Find each line in the entries below that contains the word "collar", and copy those lines out.

-- start of DATA IN THIS EXERCISE --

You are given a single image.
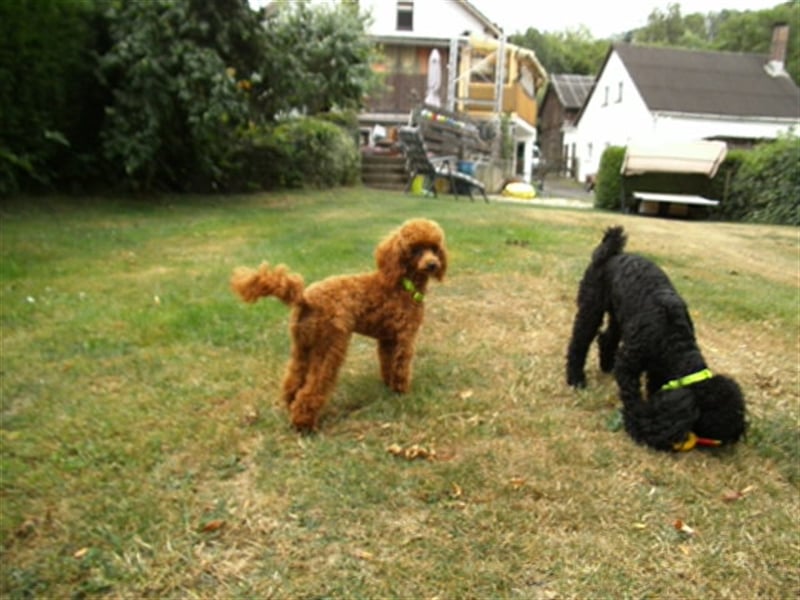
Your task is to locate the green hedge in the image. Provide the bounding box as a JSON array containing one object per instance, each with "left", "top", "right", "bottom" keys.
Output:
[
  {"left": 231, "top": 117, "right": 361, "bottom": 189},
  {"left": 594, "top": 146, "right": 625, "bottom": 210}
]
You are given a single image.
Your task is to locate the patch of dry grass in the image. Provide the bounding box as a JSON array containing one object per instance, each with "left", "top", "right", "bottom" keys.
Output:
[{"left": 0, "top": 190, "right": 800, "bottom": 599}]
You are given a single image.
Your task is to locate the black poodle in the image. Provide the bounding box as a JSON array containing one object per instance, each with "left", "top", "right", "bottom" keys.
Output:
[{"left": 567, "top": 226, "right": 747, "bottom": 450}]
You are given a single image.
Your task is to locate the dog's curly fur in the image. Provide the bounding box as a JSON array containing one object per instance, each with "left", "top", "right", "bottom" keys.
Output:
[
  {"left": 567, "top": 226, "right": 747, "bottom": 450},
  {"left": 231, "top": 219, "right": 447, "bottom": 431}
]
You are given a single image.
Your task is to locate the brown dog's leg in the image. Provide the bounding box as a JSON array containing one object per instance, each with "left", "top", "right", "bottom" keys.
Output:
[
  {"left": 289, "top": 332, "right": 349, "bottom": 431},
  {"left": 378, "top": 336, "right": 414, "bottom": 394}
]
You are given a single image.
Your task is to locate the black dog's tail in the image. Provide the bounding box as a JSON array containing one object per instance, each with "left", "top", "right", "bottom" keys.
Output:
[{"left": 592, "top": 225, "right": 628, "bottom": 267}]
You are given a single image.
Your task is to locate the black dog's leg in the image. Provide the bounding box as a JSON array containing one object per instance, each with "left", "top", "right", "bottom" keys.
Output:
[
  {"left": 597, "top": 314, "right": 622, "bottom": 373},
  {"left": 567, "top": 274, "right": 605, "bottom": 388}
]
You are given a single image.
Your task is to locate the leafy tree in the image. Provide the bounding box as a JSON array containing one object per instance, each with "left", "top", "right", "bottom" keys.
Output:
[
  {"left": 731, "top": 136, "right": 800, "bottom": 225},
  {"left": 630, "top": 1, "right": 800, "bottom": 82},
  {"left": 713, "top": 1, "right": 800, "bottom": 83},
  {"left": 100, "top": 0, "right": 263, "bottom": 190},
  {"left": 255, "top": 0, "right": 377, "bottom": 116},
  {"left": 509, "top": 27, "right": 608, "bottom": 75}
]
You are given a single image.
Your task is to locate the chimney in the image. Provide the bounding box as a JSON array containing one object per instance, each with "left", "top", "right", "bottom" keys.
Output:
[{"left": 766, "top": 23, "right": 789, "bottom": 77}]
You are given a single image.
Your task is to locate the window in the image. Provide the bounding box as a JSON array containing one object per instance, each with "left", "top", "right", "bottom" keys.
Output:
[{"left": 397, "top": 0, "right": 414, "bottom": 31}]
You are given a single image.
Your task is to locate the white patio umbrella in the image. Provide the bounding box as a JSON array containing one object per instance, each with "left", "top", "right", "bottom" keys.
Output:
[{"left": 425, "top": 48, "right": 442, "bottom": 106}]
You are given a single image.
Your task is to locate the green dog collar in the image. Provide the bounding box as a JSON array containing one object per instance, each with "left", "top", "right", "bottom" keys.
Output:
[
  {"left": 403, "top": 277, "right": 425, "bottom": 302},
  {"left": 661, "top": 369, "right": 714, "bottom": 390}
]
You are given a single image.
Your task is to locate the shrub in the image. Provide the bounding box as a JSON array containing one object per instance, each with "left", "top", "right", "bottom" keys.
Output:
[
  {"left": 0, "top": 0, "right": 105, "bottom": 195},
  {"left": 728, "top": 135, "right": 800, "bottom": 225},
  {"left": 594, "top": 146, "right": 625, "bottom": 210},
  {"left": 710, "top": 149, "right": 748, "bottom": 221},
  {"left": 238, "top": 117, "right": 361, "bottom": 189}
]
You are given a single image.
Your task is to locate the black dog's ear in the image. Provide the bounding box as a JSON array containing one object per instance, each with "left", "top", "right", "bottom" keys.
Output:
[
  {"left": 691, "top": 375, "right": 748, "bottom": 444},
  {"left": 623, "top": 387, "right": 700, "bottom": 451}
]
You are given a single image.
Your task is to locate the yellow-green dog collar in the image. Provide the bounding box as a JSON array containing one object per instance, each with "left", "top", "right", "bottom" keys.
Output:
[
  {"left": 661, "top": 369, "right": 714, "bottom": 391},
  {"left": 403, "top": 278, "right": 425, "bottom": 302}
]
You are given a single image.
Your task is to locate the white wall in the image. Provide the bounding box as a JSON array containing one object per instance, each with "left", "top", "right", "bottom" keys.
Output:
[
  {"left": 564, "top": 52, "right": 800, "bottom": 181},
  {"left": 359, "top": 0, "right": 488, "bottom": 39},
  {"left": 564, "top": 52, "right": 654, "bottom": 181}
]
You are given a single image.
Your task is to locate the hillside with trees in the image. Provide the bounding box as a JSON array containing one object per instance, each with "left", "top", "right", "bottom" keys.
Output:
[{"left": 509, "top": 0, "right": 800, "bottom": 82}]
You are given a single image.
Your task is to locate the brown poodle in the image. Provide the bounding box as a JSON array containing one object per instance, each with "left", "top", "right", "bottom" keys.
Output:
[{"left": 231, "top": 219, "right": 447, "bottom": 431}]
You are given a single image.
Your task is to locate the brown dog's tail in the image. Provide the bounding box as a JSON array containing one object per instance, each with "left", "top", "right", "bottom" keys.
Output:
[{"left": 231, "top": 263, "right": 305, "bottom": 306}]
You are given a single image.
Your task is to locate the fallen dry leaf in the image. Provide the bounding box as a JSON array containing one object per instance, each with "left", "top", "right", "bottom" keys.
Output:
[
  {"left": 722, "top": 485, "right": 755, "bottom": 502},
  {"left": 386, "top": 444, "right": 436, "bottom": 460},
  {"left": 675, "top": 519, "right": 694, "bottom": 536},
  {"left": 508, "top": 477, "right": 525, "bottom": 490},
  {"left": 200, "top": 519, "right": 225, "bottom": 533}
]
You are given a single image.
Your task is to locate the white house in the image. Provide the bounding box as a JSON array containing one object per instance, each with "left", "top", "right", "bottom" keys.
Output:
[
  {"left": 564, "top": 26, "right": 800, "bottom": 181},
  {"left": 358, "top": 0, "right": 547, "bottom": 184}
]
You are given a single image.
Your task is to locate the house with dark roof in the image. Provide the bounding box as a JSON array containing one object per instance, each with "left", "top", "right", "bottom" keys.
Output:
[
  {"left": 358, "top": 0, "right": 547, "bottom": 185},
  {"left": 564, "top": 25, "right": 800, "bottom": 181},
  {"left": 538, "top": 73, "right": 594, "bottom": 175}
]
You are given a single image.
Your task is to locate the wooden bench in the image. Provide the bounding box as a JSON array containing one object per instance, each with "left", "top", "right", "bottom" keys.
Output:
[
  {"left": 633, "top": 192, "right": 719, "bottom": 217},
  {"left": 398, "top": 127, "right": 489, "bottom": 202}
]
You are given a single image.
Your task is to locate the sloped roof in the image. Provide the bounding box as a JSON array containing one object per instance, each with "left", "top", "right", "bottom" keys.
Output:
[
  {"left": 458, "top": 0, "right": 503, "bottom": 37},
  {"left": 606, "top": 43, "right": 800, "bottom": 119},
  {"left": 550, "top": 73, "right": 595, "bottom": 110}
]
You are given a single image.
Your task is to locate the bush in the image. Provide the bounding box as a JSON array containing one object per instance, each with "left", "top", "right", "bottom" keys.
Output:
[
  {"left": 727, "top": 135, "right": 800, "bottom": 225},
  {"left": 594, "top": 146, "right": 625, "bottom": 210},
  {"left": 0, "top": 0, "right": 105, "bottom": 195},
  {"left": 709, "top": 148, "right": 748, "bottom": 221},
  {"left": 237, "top": 117, "right": 361, "bottom": 189}
]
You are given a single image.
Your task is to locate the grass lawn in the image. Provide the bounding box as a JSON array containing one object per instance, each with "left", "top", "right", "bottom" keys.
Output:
[{"left": 0, "top": 189, "right": 800, "bottom": 600}]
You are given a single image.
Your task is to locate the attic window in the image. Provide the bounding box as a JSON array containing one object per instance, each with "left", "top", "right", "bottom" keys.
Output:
[{"left": 397, "top": 0, "right": 414, "bottom": 31}]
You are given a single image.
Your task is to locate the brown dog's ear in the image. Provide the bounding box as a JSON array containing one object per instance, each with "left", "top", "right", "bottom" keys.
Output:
[{"left": 375, "top": 231, "right": 405, "bottom": 282}]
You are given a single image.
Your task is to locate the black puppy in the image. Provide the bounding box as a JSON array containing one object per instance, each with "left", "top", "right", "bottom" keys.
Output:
[{"left": 567, "top": 226, "right": 747, "bottom": 450}]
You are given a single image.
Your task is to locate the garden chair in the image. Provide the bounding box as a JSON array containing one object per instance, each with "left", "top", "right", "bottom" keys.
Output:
[{"left": 399, "top": 127, "right": 489, "bottom": 202}]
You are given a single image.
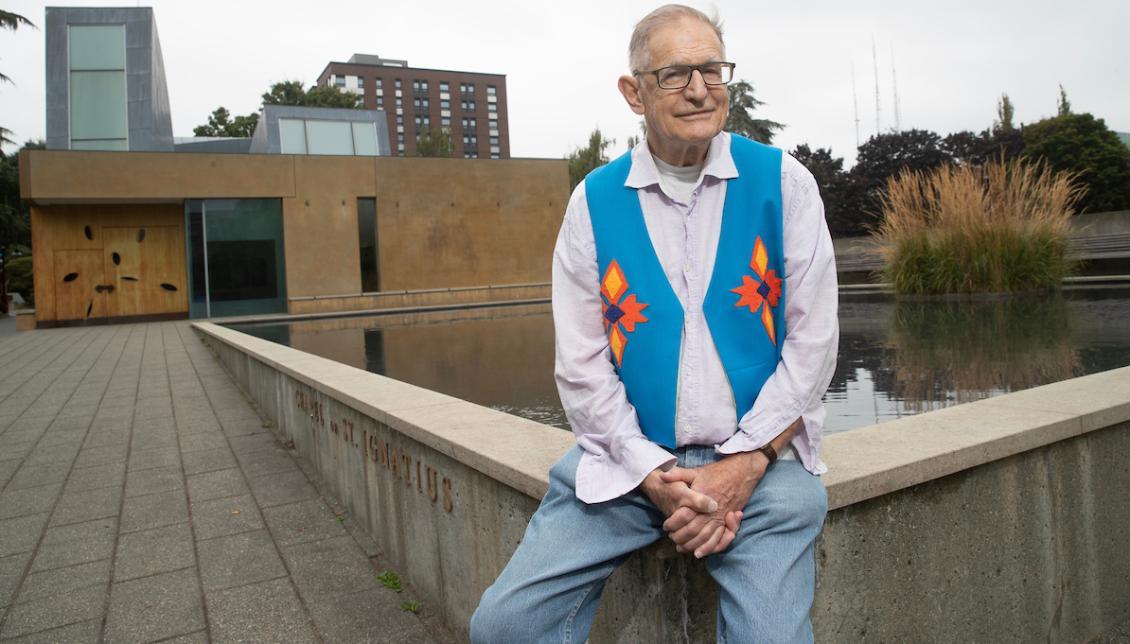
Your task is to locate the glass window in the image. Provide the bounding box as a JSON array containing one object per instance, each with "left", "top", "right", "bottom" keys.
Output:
[
  {"left": 185, "top": 199, "right": 286, "bottom": 317},
  {"left": 357, "top": 197, "right": 381, "bottom": 293},
  {"left": 70, "top": 71, "right": 129, "bottom": 141},
  {"left": 71, "top": 139, "right": 130, "bottom": 153},
  {"left": 279, "top": 119, "right": 306, "bottom": 155},
  {"left": 353, "top": 122, "right": 376, "bottom": 157},
  {"left": 306, "top": 120, "right": 353, "bottom": 155},
  {"left": 69, "top": 25, "right": 125, "bottom": 71}
]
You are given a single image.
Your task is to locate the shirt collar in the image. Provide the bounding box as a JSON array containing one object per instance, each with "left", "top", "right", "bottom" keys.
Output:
[{"left": 624, "top": 132, "right": 738, "bottom": 189}]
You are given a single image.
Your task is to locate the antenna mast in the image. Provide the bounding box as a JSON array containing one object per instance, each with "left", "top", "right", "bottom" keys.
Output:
[
  {"left": 890, "top": 42, "right": 903, "bottom": 132},
  {"left": 871, "top": 34, "right": 883, "bottom": 136},
  {"left": 851, "top": 61, "right": 862, "bottom": 148}
]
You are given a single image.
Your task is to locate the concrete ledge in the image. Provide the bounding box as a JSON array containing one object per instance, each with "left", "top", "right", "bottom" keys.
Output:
[
  {"left": 194, "top": 323, "right": 1130, "bottom": 642},
  {"left": 15, "top": 308, "right": 35, "bottom": 331}
]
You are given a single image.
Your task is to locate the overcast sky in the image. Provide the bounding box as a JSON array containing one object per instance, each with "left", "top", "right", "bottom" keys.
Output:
[{"left": 0, "top": 0, "right": 1130, "bottom": 166}]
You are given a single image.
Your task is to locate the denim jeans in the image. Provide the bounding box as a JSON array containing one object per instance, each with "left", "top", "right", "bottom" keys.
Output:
[{"left": 471, "top": 446, "right": 827, "bottom": 644}]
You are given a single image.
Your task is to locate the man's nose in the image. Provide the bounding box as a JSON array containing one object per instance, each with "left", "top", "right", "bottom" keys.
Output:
[{"left": 683, "top": 69, "right": 710, "bottom": 101}]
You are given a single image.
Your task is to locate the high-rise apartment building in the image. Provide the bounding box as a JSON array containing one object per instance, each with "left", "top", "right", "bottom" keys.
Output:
[{"left": 318, "top": 54, "right": 510, "bottom": 159}]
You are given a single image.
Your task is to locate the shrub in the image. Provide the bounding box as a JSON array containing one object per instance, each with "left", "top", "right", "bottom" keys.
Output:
[
  {"left": 5, "top": 256, "right": 35, "bottom": 306},
  {"left": 878, "top": 158, "right": 1084, "bottom": 294}
]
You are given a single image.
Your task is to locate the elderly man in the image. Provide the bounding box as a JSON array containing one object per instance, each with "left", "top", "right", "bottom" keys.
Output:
[{"left": 471, "top": 5, "right": 838, "bottom": 643}]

-- end of DATA IN THIS EXERCISE --

RESPONSE TO THE EXERCISE:
Your task is to locate the green dog collar in the image. Provide the bounding box as a JSON array containing one object per instance, each with "left", "top", "right", "bottom" keys.
Your task is to locate the yellow-green dog collar in the image. Provide the bounding box as a JSON array containing one object per instance, each with "left", "top", "right", "bottom" keys.
Your task is to locate the shirt collar in the image. Provide the bounding box as a JSON array containing one object per instance, each with "left", "top", "right", "bottom" keys.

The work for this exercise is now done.